**** Recorded data ****

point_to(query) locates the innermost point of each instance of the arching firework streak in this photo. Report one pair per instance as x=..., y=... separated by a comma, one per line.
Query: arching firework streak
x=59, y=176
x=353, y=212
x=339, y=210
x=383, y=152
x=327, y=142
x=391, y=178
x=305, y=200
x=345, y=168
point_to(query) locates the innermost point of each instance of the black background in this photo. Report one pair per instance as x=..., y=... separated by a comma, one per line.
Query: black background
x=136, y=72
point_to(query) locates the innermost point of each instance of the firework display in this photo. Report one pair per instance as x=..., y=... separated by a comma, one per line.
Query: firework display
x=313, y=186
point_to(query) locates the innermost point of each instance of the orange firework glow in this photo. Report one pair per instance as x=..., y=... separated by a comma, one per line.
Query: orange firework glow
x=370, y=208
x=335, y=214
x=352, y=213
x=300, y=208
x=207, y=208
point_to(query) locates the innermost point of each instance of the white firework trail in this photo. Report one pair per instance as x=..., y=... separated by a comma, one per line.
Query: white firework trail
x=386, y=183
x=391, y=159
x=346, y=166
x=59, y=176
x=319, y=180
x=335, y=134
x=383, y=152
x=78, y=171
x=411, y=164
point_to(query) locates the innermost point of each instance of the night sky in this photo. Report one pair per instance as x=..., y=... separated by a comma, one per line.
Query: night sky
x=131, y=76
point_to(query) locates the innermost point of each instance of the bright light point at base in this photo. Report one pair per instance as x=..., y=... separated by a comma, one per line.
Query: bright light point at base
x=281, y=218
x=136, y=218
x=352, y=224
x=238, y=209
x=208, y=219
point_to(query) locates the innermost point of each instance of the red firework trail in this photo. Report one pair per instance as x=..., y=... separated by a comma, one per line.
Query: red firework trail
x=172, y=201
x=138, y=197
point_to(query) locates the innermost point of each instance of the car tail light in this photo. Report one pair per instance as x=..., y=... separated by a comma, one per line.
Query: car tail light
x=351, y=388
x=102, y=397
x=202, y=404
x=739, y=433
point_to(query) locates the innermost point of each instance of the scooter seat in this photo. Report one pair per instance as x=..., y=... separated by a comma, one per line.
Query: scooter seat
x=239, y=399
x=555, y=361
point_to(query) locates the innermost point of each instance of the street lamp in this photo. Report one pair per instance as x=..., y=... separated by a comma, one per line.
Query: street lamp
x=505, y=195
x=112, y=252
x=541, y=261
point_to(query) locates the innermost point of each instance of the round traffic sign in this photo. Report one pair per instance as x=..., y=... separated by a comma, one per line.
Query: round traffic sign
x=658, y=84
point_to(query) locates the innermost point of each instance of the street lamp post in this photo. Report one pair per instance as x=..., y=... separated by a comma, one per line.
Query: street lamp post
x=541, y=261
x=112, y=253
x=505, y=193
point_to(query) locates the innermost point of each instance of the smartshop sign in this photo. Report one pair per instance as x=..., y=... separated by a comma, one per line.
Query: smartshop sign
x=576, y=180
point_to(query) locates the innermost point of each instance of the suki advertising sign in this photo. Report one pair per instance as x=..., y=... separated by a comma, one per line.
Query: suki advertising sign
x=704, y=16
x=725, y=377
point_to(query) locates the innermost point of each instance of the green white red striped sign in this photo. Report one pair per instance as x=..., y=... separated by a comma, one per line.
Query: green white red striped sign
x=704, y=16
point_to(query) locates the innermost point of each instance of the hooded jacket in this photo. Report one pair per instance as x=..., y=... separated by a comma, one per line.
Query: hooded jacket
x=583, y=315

****

Your answer must consist of every line above, reproduced exactly.

● Result of the task
point_to(query) locates the innermost point of each instance of the arching firework streak in this photo. Report one pair per instance as x=..., y=... separated by a comma, one per line.
Query: arching firework streak
x=59, y=176
x=353, y=212
x=339, y=210
x=383, y=152
x=327, y=142
x=391, y=178
x=305, y=200
x=345, y=168
point_to(query) locates the innermost point of each instance of the black background in this photo. Report one pair per instance as x=..., y=... separated by a comma, one per line.
Query: black background
x=136, y=72
point_to(query) locates the innermost point of each instance of the firework display in this photo. Report one pair per instance as x=..., y=... separated by a comma, one per line.
Query: firework display
x=313, y=186
point_to(query) locates the innermost point of each instance of the orange firework glow in this photo. Report one pair per instance as x=..., y=... separated by a comma, one per line.
Query: orange firework glow
x=370, y=208
x=335, y=214
x=352, y=213
x=300, y=208
x=207, y=208
point_to(query) locates the innermost point of each instance of the white firework trail in this photo. Report one pair per instance as x=..., y=... separated by a comma, one per line.
Query: white firework trail
x=386, y=183
x=391, y=159
x=346, y=166
x=59, y=176
x=319, y=180
x=335, y=134
x=383, y=152
x=78, y=171
x=411, y=164
point_to(query) locates the innermost point of each instance of the night sky in this photo. Report one pair per instance as x=..., y=... separated by a comma, one per line.
Query: night sky
x=131, y=76
point_to(query) locates the innermost point of each instance of the bright light point at base in this photo. Report one pair per instance as x=..., y=... separated by a comma, one per line.
Query: bright light point at base
x=281, y=218
x=136, y=218
x=352, y=224
x=238, y=209
x=208, y=219
point_to(query) locates the innermost point of each instance of the red firework trail in this photo. Report one pair per instance as x=..., y=... separated by a comma, one per line.
Query: red firework trail
x=172, y=201
x=138, y=197
point_to(query) locates the innermost point of each instance of the car tail light in this photo. Report one pair per instance as x=..., y=... separated by a comma, one per line.
Query: car tail light
x=351, y=388
x=102, y=397
x=202, y=404
x=739, y=433
point_to(query) locates the innermost point of each instance of the scooter seat in this photo. Report one pair per instance as x=..., y=... separated by a comma, one per line.
Query: scooter seat
x=239, y=399
x=555, y=361
point_to(query) locates the innermost point of each instance of the street lamp in this photo. Report one pair per instance as x=..., y=... separated by a comma, one per line.
Query: street lamp
x=505, y=195
x=112, y=252
x=541, y=261
point_to(query) locates the innermost point of each instance of the round traffic sign in this photo. Report one pair per instance as x=..., y=... separated by a comma, one per line.
Query: round traffic sign
x=658, y=84
point_to(query) locates the innermost point of each instance of the street lamp post in this photo. Report one pair per instance as x=..., y=... separated by a comma, one per line.
Query: street lamp post
x=541, y=261
x=112, y=253
x=505, y=193
point_to(query) locates the innermost point of each instance of the smartshop sign in this photo. Report one pair per instance as x=..., y=... separated by a comma, one per line.
Query: smartshop sign
x=576, y=180
point_to(query) locates the innermost point of each instance of the suki advertising sign in this photo. Report one pair per instance as x=..., y=... separated by a comma, one per line.
Query: suki advertising sign
x=704, y=16
x=725, y=377
point_to(query) locates the innermost point of each instance of the green white red striped sign in this photo. Report one pair per instance as x=..., y=... separated by a comma, one per line.
Query: green white red striped sign
x=704, y=16
point_to(query) locates the innermost point of each instance of the hooded jacket in this photo. Report one pair per instance as x=..., y=... separated by a comma, one per line.
Query: hooded jacket
x=583, y=315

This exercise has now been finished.